Dopo aver considerato alcuni aspetti complementari dell’insegnamento della Costituzione Sacrosanctum Concilium, è necessario richiamare la dottrina del Concilio Vaticano II sul sacerdozio comune dei fedeli, dottrina che, nel riprendere un tema molto antico, esplicita in maniera eccellente il fondamento della partecipazione dei fedeli alla celebrazione liturgica. Ecco la citazione di questo testo capitale della Costituzione Lumen Gentium:

"Cristo Signore, pontefice assunto di mezzo agli uomini (cfr. Eb 5, 1-5), fece del nuovo popolo “un regno e sacerdoti per il Dio e il Padre suo” (Ap 1, 6; cfr. 5, 9-10). Infatti per la rigenerazione e l’unzione dello Spirito Santo i battezzati vengono consacrati per formare un tempio spirituale e un sacerdozio santo, per offrire, mediante tutte le attività del cristiano, spirituali sacrifici, e far conoscere i prodigi di colui, che dalle tenebre li chiamò all’ammirabile sua luce (cfr. 1 Pt 2, 4-10). Tutti quindi i discepoli di Cristo, perseverando nella preghiera e lodando insieme Dio (cfr. At 2, 42-47), offrano se stessi come vittima viva, santa, gradevole a Dio (cfr. Rm 12,1), rendano dovunque testimonianza di Cristo e, a chi la richieda, rendano ragione della speranza che è in essi di una vita eterna (cfr. 1 Pt 3, 15).
"Il sacerdozio comune dei fedeli e il sacerdozio ministeriale o gerarchico, quantunque differiscano essenzialmente e non solo di grado, sono tuttavia ordinati l’uno all’altro, poiché l’uno e l’altro, ognuno a suo proprio modo, partecipano dell’unico sacerdozio di Cristo. Il sacerdote ministeriale, con la potestà sacra di cui è investito, forma e regge il popolo sacerdotale, compie il sacrificio eucaristico nel ruolo di Cristo e lo offre a Dio a nome di tutto il popolo; i fedeli, in virtù del loro regale sacerdozio, concorrono all’offerta dell’eucaristia, ed esercitano il loro sacerdozio col ricevere i sacramenti, con la preghiera e il ringraziamento, con la testimonianza di una vita santa, con l’abnegazione e la carità operosa" (Lumen Gentium, 10).

> Esercizio a
Rispondi in base alla fonte sul sacerdozio comune dei fedeli:
(i) Secondo la citazione, che cosa fece Cristo Signore del nuovo popolo?
(ii) Quali due sacerdozi differiscono essenzialmente e non solo di grado?
(iii) Chi forma e regge il popolo sacerdotale?

> Voci del dataset
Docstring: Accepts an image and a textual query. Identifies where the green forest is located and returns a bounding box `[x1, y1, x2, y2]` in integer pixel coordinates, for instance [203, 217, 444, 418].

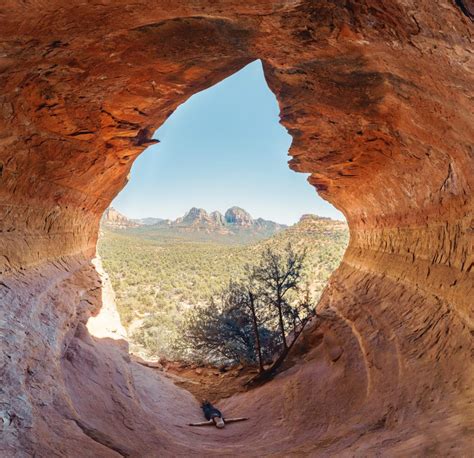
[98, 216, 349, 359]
==
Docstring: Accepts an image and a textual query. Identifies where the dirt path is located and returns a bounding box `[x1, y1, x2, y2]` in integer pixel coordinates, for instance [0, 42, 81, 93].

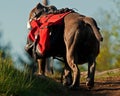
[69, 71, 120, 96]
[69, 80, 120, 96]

> Esercizio b
Ricopia senza alcuna modifica le righe delle voci, dalla riga che contiene "42, 81, 93]." giù fino a quella che contiene "[69, 80, 120, 96]", entrambe comprese. Lascia fuori le immagini.

> Risposta scritta a
(i) Ne fece "un regno e sacerdoti per il Dio e il Padre suo".
(ii) Il sacerdozio comune dei fedeli e il sacerdozio ministeriale o gerarchico.
(iii) Il sacerdote ministeriale, con la potestà sacra di cui è investito.

> Risposta scritta b
Docstring: Accepts an image and a textual query. Identifies where the dirt path is located and returns a bounding box `[x1, y1, x2, y2]` in integer pixel coordinates, for instance [0, 42, 81, 93].

[69, 71, 120, 96]
[69, 80, 120, 96]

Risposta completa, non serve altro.